§ What you are asked to do
Copy out every row below word for word, leaving out the pictures.

§ Material
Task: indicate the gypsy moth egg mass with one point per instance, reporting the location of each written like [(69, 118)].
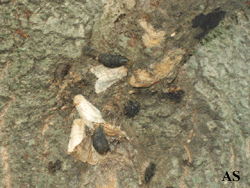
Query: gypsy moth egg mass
[(149, 172), (100, 142)]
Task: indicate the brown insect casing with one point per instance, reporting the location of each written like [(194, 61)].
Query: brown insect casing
[(61, 71)]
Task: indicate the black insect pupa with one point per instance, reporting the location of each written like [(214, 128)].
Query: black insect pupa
[(132, 109), (207, 22), (61, 71), (53, 167), (100, 142), (149, 172), (112, 61)]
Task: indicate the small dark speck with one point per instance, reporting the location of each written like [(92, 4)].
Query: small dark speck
[(132, 109), (53, 167)]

§ Output below
Task: indicate the gypsy moth egg mass with one point per instance, reporting the location of each written like [(69, 118)].
Query: gypsy moth egg mass
[(149, 172), (100, 142)]
Task: indicate the brown insect casing with one point per instance, reporting the location of each written like [(194, 61)].
Query: brown insect casing
[(61, 71)]
Task: indicate the black insect pupa with one point per instance, reporting the location of each written like [(214, 128)].
Query: black insect pupa
[(132, 109), (207, 22), (61, 71), (53, 167), (100, 142), (149, 172), (112, 61)]
Task: indicate the small dark speck with one point per instance, reporting the location of each written like [(92, 4)].
Query: small dark speck
[(132, 109), (53, 167)]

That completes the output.